--- What you need to do ---
Copy out each line of the material below with no changes.

── Records to process ──

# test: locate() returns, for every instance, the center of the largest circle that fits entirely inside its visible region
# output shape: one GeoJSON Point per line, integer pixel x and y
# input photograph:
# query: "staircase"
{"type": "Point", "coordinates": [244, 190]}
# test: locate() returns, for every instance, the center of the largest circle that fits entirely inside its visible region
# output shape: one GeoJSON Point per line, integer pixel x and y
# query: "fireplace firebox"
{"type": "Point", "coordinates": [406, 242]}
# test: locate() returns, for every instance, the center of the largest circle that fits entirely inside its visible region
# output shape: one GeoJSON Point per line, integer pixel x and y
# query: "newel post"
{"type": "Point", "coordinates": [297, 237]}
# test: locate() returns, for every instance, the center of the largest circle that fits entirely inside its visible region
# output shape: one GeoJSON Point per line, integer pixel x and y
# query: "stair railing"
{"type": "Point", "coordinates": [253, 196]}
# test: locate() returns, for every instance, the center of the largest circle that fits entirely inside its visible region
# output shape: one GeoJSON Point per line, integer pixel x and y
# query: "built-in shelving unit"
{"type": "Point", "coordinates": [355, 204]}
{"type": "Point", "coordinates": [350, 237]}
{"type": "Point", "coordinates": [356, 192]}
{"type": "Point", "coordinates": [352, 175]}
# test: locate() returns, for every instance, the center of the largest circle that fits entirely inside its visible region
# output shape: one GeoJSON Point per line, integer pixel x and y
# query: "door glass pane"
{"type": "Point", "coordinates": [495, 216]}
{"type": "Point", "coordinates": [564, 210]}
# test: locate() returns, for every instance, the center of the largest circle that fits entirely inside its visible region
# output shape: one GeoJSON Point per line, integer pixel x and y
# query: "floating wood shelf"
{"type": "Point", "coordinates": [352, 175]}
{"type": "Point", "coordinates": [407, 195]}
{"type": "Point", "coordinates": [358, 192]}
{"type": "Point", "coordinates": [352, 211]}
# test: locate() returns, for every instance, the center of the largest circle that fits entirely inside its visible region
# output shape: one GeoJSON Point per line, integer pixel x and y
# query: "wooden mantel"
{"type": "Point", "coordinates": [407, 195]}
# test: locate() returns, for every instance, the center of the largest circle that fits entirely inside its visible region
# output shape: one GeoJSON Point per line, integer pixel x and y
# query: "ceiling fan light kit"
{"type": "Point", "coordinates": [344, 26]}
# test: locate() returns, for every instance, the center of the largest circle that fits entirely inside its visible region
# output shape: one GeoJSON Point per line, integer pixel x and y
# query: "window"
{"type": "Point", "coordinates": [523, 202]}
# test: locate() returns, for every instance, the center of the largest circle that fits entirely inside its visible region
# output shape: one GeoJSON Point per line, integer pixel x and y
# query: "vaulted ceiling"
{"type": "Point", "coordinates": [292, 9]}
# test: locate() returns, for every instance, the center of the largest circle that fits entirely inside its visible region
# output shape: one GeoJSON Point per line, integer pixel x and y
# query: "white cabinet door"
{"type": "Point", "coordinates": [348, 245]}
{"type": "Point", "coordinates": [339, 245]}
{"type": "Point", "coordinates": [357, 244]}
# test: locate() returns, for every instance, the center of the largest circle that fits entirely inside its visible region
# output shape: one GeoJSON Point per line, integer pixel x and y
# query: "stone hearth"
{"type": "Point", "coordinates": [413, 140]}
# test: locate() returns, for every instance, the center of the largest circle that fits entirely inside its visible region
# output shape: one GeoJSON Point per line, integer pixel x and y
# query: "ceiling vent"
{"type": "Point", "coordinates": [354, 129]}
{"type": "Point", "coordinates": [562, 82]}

───

--- Correct response ---
# test: locate() returns, for every instance, the center of the largest circle that fits entirely inside its visible region
# output shape: one GeoJSON Point per line, integer pixel x and y
# input photograph:
# query: "staircase"
{"type": "Point", "coordinates": [244, 190]}
# test: locate() returns, for every instance, the center of the largest circle that fits entirely inside its visible region
# output shape: one GeoJSON Point per line, integer pixel x and y
# query: "fireplace firebox"
{"type": "Point", "coordinates": [406, 242]}
# test: locate() returns, for every instance, the center of the largest circle that fits entirely inside its visible region
# output shape: one GeoJSON Point per line, integer pixel x and y
# query: "newel post"
{"type": "Point", "coordinates": [297, 237]}
# test: locate() returns, for every instance, the center of the largest circle that fits entirely inside its visible region
# output shape: one GeoJSON Point per line, integer pixel x and y
# query: "stair railing"
{"type": "Point", "coordinates": [253, 196]}
# test: locate() returns, for every instance, the center of the largest circle that fits entirely inside its visible region
# output shape: one GeoJSON Point per line, integer pixel x and y
# query: "built-in shelving unit"
{"type": "Point", "coordinates": [355, 204]}
{"type": "Point", "coordinates": [350, 237]}
{"type": "Point", "coordinates": [356, 192]}
{"type": "Point", "coordinates": [352, 175]}
# test: locate() returns, for every instance, the center of the largest circle that fits entirely inside its visible region
# output shape: one GeoJSON Point per line, integer pixel x and y
# query: "door glass pane"
{"type": "Point", "coordinates": [495, 216]}
{"type": "Point", "coordinates": [564, 210]}
# test: locate() returns, for every instance, the center of the largest circle that fits entirely inside its visible region
# output shape: one GeoJSON Point per line, integer pixel x and y
# query: "floating wood shelf"
{"type": "Point", "coordinates": [352, 175]}
{"type": "Point", "coordinates": [407, 195]}
{"type": "Point", "coordinates": [358, 192]}
{"type": "Point", "coordinates": [352, 211]}
# test: locate() returns, for every instance, the center of the largest circle that fits entirely inside its visible region
# output shape: one GeoJSON Point per line, integer pixel x and y
# query: "wooden mantel"
{"type": "Point", "coordinates": [407, 195]}
# test: locate() returns, for every instance, the center of the largest circle that fits entirely inside its visible region
# output shape: one GeoJSON Point per line, integer pixel x and y
# query: "ceiling fan light kit"
{"type": "Point", "coordinates": [344, 26]}
# test: locate() returns, for every instance, the center of the largest circle that fits entirely inside its visible region
# output shape: one GeoJSON Point per line, integer pixel x and y
# query: "window"
{"type": "Point", "coordinates": [523, 202]}
# test: locate() returns, for every instance, the center of the largest circle that fits entirely inside its visible region
# output shape: one GeoJSON Point per line, integer pixel x and y
# query: "vaulted ceiling"
{"type": "Point", "coordinates": [292, 9]}
# test: locate() returns, for every instance, the center of the largest circle that fits entirely inside its visible region
# output shape: one GeoJSON Point per line, integer pixel x and y
# query: "white cabinet door"
{"type": "Point", "coordinates": [348, 245]}
{"type": "Point", "coordinates": [339, 245]}
{"type": "Point", "coordinates": [357, 244]}
# test: locate() returns, for every instance, the center of the largest circle that fits entirely inside its visible region
# output shape: one GeoJSON Point per line, integer pixel x and y
# query: "stone hearth"
{"type": "Point", "coordinates": [413, 140]}
# test: locate() returns, for every instance, the center of the largest circle that fits entirely inside its visible region
# output shape: one GeoJSON Point per line, integer pixel x and y
# query: "ceiling vent"
{"type": "Point", "coordinates": [354, 129]}
{"type": "Point", "coordinates": [562, 82]}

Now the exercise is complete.